• **Selected passage**
+ + + +

As you read this article, you will understand the benefit to our future environment, as well as
higher efficiency for less energy usage.

What is the Clean Air Act?
The Montreal Protocol, an international environmental agreement, requires the production phase
out of a number of substances believed to be responsible for ozone depletion. The Montreal
Protocol is carried out in the United States through the Clean Air Act, which is a federal law
implemented by the U.S. Environmental Protection Agency (EPA) to execute and enforce
regulations that reduce air pollutant emissions.

The Clean Air Act mandates that all HVAC equipment manufactures in the U.S.A. cease
producing equipment using R-22 refrigerant on January 1, 2010.

How does the Clean Air Act impact heating and cooling systems?
The portion of the Clean Air Act that applies to the Heating, Ventilating and Air Conditioning
(HVAC) industry encourages the development of ozone-friendly substitutes for chemicals that
contain ozone destroying chlorine, which are called hydro-chlorofluorocarbons (HCFCs). The
chemical refrigerant of choice for more than four decades, referred to as R-22, is in the HCFC
category. R-22 is widely used in heat pumps and AC condensing units to heat and cool homes
Do R-410a products cost more?
For a while, yes, they did. NOT ANY MORE! Currently, R-410a products are becoming less expensive
while similar products for R-22 are skyrocketing. One reason is that R-410a refrigerant is now in full
production and supplies are abundant, while R-22 is being phased out. The cost of R-22 has been
skyrocketing this year (2013) while the mass production cost of R-410a has been growing cheaper. This
trend will continue to climb as R-22 is phased out and is increasingly less available. The price of
recharging your existing R-22 unit now leaves many in sticker shock, while the cost of the new R-410a
continues reducing. Therefore the current costs of R-22 versus R-410a is an incentive for customers to
switch to the new R-410a.

If my current system is R-22, can I replace a portion of it with R-410a?

+ + + +

• **Recorded data**
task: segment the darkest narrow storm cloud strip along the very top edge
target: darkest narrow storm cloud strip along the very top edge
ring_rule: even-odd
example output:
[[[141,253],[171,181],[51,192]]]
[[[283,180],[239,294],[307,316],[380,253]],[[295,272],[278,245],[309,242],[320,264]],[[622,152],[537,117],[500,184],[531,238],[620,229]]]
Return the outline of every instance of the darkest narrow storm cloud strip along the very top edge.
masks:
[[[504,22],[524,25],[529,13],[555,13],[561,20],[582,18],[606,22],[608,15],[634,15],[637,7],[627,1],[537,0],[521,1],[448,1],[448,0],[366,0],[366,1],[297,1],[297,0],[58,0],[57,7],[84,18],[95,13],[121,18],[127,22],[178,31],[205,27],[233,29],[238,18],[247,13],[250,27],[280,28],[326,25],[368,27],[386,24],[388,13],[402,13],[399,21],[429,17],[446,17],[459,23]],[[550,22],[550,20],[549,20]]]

+ + + +

• **Task 1**
According to the article on the Clean Air Act and refrigerants, on what date must HVAC equipment manufacturers in the U.S. stop producing equipment that uses R-22?
• **Task 2**
Quote the article on the Clean Air Act and refrigerants word for word, starting with "The Montreal Protocol, an" and going on through "January 1, 2010.".
• **Task 3**
Continue the article on the Clean Air Act and R-22 refrigerant from the point where it stops.

• **Written answer 1**
January 1, 2010.

• **Written answer 2**
The Montreal Protocol, an international environmental agreement, requires the production phase
out of a number of substances believed to be responsible for ozone depletion. The Montreal
Protocol is carried out in the United States through the Clean Air Act, which is a federal law
implemented by the U.S. Environmental Protection Agency (EPA) to execute and enforce
regulations that reduce air pollutant emissions.

The Clean Air Act mandates that all HVAC equipment manufactures in the U.S.A. cease
producing equipment using R-22 refrigerant on January 1, 2010.

• **Written answer 3**
No. If you purchase an outdoor R-410a unit, you must replace the indoor coil with a properly matched R-
410a model. R-22 and R-410a refrigerants and oils cannot be mixed.

Should I purchase an R-410a system if I need a solution NOW?
While you can continue to legally purchase R-22 systems as mentioned above, if you need a solution
today, it may make more sense to buy a higher efficiency R-410a system. Air Magic Building Magic can
assist you with reviewing and understanding your best option.
What if I need to replace a portion of my heating and cooling system?
If a homeowner has an existing outdoor unit that is in need of replacement, it is recommended
that the indoor unit be replaced (coil, furnace or air handler) at the same time. The reason for
this is so that the system will be properly matched based on the manufacturers approved
match-up data. A system that is not properly matched will lose efficiency and be more
expensive to operate and maintain. This is especially true for homeowners who have outdoor
units that are below the current 13-SEER minimum efficiency standard that went into effect Jan
22, 2006. When purchasing a 13-SEER or higher outdoor unit, it should not be matched with
an existing indoor unit that is not rated by the manufacturer to achieve a 13-SEER or higher
system efficiency rating.
What about my R-22 system? will it still be good?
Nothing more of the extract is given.